Zitierter Text:
# Öffenlicher Bereich > Witziges >  Ein Rentner bucht ..........
Ein Rentner bucht einen FKK Urlaub "all inclusive". Er fiebert dem Urlaub entgegen und ist schon ganz nervös. Endlich ist es soweit und es geht los. 
Schon beim Betreten der Hotelhalle haut es ihn von den Socken. Alle Gäste und auch die Hotelangestellten laufen völlig nackt durch die Gegend. Ein junges (nacktes ) Mädchen bringt ihn auf sein Zimmer. Sie wünscht Ihm einen schönen Aufenthalt, erinnert Ihn aber noch einmal daran, dass er alle Annehmlichkeiten des Hotels nutzen könne, sofern auch er nackt sei. So 
begibt er sich nackend an den Pool und sieht all' die schönen Mädchen. 
Sofort regt sich sein bestes Stück woraufhin sich eine Dame sofort von ihrer Liege erhebt und ihn anspricht: "Sie haben gerufen?" Er ist ganz verdutzt und weiß gar nicht, was er sagen soll. "Nun", sagt sie, "Ihre Erektion bedeutet bei uns, das sie Sex haben wollen. Möchten Sie mit mir auf's Zimmer gehen?" Das geht ja gut los, denkt er und verbringt eine herrliche Stunde auf dem Zimmer. 
Während er sich von seiner Erschöpfung erholt denkt er, ein kurzer Saunagang wäre jetzt nicht schlecht, und so macht er sich auf den Weg. Die Sauna ist vollkommen leer. Klasse denkt er, alles für mich alleine, da kann ich mich richtig entspannen. Als er so eine Weile liegt und immer noch niemand dazugekommen ist, läßt er erst mal ordentlich einen "fahren". Sofort geht die Tür auf und ein hünenhafter Neger kommt herein. "Sie haben gerufen?" Der Alte ist wieder ganz verdattert. "Furzen ist bei uns das Zeichen, dass sie es einmal richtig von hinten besorgt haben möchten" sagt der Neger und vernascht den Alten sofort. 
Am nächsten Morgen steht der Alte angezogen und mit gepacktem Koffer in der 
Hotelhalle. "Ich möchte abreisen", sagt er zu dem Mädel an der Rezeption. "Aber warum denn?", fragt sie, "Sie haben doch eine ganze Woche all inclusive gebucht." Daraufhin sagt der Rentner: "Wissen Sie junges Mädel, ich bin in einem Alter wo ich einmal in der Woche einen Ständer bekomme, aber zehnmal am Tag furzen muss."

----------


## big_cloud

Hi, doc
in Deinem Alter sollte Mann ueber die anale Phase hinweg sein und der Witz ist so alt wie Deine Kochrezepte  ::

----------

Also, ich kannte den noch nicht.

Umrissdatensätze:
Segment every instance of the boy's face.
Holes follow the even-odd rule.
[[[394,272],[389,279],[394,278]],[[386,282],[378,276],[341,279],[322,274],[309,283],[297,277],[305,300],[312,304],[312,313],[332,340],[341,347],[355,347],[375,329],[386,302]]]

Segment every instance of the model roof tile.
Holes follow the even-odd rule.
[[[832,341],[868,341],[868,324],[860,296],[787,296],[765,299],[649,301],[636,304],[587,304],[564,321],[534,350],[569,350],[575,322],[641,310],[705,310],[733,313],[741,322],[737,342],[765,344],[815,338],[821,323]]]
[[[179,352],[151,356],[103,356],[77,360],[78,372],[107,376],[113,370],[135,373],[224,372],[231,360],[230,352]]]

Schriftliche Aufgabe 1: Welche Art von Urlaub bucht der Rentner laut dem Forumsthread zum Rentner-Witz?
Schriftliche Aufgabe 2: Knüpfe an den Forumsthread zum Rentner-Witz an und schreibe ihn nach dem letzten Beitrag weiter.

Richtige Antwort 1: Einen FKK-Urlaub „all inclusive“.

Richtige Antwort 2:
----------

> Hi, doc
> in Deinem Alter sollte Mann ueber die anale Phase hinweg sein und der Witz ist so alt wie Deine Kochrezepte :muede:


lothar warst du denn auch schon einmal in diesem hotel?

----------


## big_cloud

also allein der Gebrauch des Wortes Neger, zu Beginn des dritten Jahrtausends unserer Zeitrechnung, stoesst mir sauer auf!
Dieser sog. Witz passt schlicht nicht mehr in unsere Zeit.

----------


## big_cloud

Ich war bisher nicht in der Not dergleichen Dienstleistungen, ob unentgeltlich oder auch nicht, von mir fremden Personen
in Anspruch nehmen zu muessen!

Kurz
Nein, ich war noch nicht in jenem Hotel und mein Hintern ist bis auf jaehrliche Vorsorge-Untersuchengen noch jungmaennlich

----------

> so alt wie Deine Kochrezepte


1. es sind nicht nur meine rezepte (wir waren/sind mit 7-9 Personen)
2. das letzte rezept ist von 2003
3. ab und an kommen noch welche dazu.

mittlerweile haben sich hier bei uns einige kochgruppen gebildet die es uns 
nachmachen.
wie im fersehen das "perfekte dinner".
wen es spass macht. wir hatten damals jeden donnerstag gekocht. es hat immer
wieder spass geamcht. vor allem wurde es ja auch wenn es fertig war gegessen.

----------

> also allein der Gebrauch des Wortes Neger, zu Beginn des dritten Jahrtausends unserer Zeitrechnung, stoesst mir sauer auf!...


Politisch korrekt, alleine die Bezeichnung finde ich schon geil.




> ...Dieser sog. Witz passt schlicht nicht mehr in unsere Zeit.


Awa.

----------

bigc, das altern macht vor keinem halt.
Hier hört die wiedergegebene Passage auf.